[Given request] In the paper on Inflationary Equity, what does the text give as the goal of the model?

[Selected extract]
-----

This paper was originally written for a class on Disruptive Entrepreneurship taught by Nathan Schneider in the fall of 2023.
Abstract
Ownership of incorporated businesses is distributed through a set number of shares. While this number is generally fixed, most ventures require a constant influx of labor in order to run. This contradiction at the heart of modern corporations has resulted in a concentration of wealth and an imbalance in the valuation of contributions from capital and labor. The purpose of this paper is to propose a new model termed Inflationary Equity and explore the ramifications of such a radical shift in the distribution of ownership and stock issuance within joint ventures.
Keywords: ownership, equity, capital, labor, corporate governance
Introduction
Inflationary Equity refers to a model of corporate ownership where shares of a company are created in response to contributions to the company in a constant and predefined manner. “Contributions” include both capital and labor, as opposed to traditional ventures where an ownership stake is kept by the founders or given in exchange for capital injections. While there are various other models that allow for, or even center, worker ownership, Inflationary Equity is a novel mechanism that seeks to reinvent the relationships between capital, labor, and ownership in modern ventures.
This concept draws on sources across history for inspiration, from the theories of anthropologist David Graeber on the origins of currency over 2,500 years ago, to the more recently developed principles of Modern Monetary Theory and the monetary experiments of cryptocurrencies. The goal of Inflationary Equity is to reward active contribution, thereby diluting passive ownership. The latter can be linked to societal problems such as wealth inequality, the alienation of labor, and a number of other downstream consequences of such a concentration of wealth. By structuring its ownership around Inflationary Equity, the company will be better positioned to avoid concentration of ownership and maintain autonomy for its contributors.

-----

[Rows]

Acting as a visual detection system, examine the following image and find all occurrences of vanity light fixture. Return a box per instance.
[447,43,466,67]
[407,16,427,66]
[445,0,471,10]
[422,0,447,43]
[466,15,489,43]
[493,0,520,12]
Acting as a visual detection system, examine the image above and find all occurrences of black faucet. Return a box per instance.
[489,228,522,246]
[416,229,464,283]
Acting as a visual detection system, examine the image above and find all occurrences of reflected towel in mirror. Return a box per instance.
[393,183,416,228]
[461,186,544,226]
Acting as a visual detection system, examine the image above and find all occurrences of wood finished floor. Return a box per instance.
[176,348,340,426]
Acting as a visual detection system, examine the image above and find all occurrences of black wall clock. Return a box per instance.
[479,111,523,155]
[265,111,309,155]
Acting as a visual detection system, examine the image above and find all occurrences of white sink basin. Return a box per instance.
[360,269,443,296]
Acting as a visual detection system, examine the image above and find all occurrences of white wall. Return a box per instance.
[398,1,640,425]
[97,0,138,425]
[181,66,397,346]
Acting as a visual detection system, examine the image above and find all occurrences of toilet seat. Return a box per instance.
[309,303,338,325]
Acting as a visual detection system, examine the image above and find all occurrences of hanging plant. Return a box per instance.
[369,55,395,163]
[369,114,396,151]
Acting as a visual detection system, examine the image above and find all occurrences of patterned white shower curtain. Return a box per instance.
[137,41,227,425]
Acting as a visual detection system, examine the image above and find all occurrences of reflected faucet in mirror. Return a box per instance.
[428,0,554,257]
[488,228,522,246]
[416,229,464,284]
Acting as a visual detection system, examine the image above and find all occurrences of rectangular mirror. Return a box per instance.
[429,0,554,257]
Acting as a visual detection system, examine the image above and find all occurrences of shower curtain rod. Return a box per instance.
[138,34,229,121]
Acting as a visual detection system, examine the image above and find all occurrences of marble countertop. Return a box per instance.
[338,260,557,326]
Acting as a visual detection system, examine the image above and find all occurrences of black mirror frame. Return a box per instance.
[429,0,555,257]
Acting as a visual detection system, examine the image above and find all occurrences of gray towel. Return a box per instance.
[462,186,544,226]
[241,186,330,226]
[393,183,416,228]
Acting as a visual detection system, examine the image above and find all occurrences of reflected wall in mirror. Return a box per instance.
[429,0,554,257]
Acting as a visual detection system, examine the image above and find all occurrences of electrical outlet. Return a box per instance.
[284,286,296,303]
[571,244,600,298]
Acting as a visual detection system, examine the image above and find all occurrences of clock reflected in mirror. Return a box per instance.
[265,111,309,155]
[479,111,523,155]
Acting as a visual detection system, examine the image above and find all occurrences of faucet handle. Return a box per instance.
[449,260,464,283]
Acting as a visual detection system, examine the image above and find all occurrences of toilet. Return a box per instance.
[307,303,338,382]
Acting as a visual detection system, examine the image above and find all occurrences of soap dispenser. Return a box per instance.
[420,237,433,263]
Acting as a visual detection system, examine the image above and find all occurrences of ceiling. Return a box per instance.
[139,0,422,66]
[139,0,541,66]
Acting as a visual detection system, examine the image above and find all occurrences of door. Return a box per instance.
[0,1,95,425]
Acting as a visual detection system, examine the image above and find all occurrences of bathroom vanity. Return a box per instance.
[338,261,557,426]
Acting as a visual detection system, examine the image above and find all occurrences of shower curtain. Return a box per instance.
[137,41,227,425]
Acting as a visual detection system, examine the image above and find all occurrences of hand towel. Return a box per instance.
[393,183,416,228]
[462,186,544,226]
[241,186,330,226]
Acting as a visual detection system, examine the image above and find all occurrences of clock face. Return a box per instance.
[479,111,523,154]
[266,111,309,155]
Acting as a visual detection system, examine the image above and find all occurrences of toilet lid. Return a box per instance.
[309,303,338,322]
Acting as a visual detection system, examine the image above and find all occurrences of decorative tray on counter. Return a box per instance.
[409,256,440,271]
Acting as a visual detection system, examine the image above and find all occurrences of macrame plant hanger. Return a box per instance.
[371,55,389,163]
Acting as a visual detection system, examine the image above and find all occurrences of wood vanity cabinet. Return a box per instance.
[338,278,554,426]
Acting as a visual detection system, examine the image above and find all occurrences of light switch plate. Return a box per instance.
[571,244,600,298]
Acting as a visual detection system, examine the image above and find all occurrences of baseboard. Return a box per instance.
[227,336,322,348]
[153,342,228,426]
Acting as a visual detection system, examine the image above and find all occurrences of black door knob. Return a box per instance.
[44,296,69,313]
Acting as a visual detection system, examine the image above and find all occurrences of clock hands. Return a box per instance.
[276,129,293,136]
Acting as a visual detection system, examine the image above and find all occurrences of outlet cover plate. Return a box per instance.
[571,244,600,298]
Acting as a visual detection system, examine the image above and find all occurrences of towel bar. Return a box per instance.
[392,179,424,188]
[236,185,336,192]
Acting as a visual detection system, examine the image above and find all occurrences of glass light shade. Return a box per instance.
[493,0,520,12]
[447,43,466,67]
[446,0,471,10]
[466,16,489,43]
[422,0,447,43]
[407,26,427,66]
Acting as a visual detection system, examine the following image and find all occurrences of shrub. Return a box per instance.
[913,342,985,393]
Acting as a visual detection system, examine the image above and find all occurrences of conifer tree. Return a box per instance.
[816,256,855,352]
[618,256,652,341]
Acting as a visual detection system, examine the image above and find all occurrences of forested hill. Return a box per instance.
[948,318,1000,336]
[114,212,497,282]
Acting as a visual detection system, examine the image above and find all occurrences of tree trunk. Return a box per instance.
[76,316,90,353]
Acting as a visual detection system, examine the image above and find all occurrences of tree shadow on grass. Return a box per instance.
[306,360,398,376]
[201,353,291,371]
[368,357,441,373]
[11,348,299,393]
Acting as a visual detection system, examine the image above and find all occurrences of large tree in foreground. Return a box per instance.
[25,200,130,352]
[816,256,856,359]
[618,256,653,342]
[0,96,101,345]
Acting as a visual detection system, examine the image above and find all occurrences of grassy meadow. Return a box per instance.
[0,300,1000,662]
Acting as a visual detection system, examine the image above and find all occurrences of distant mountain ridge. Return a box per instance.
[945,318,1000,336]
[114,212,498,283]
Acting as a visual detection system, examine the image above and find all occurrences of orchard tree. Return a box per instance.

-----

[Answer for the task] To reward active contribution, thereby diluting passive ownership.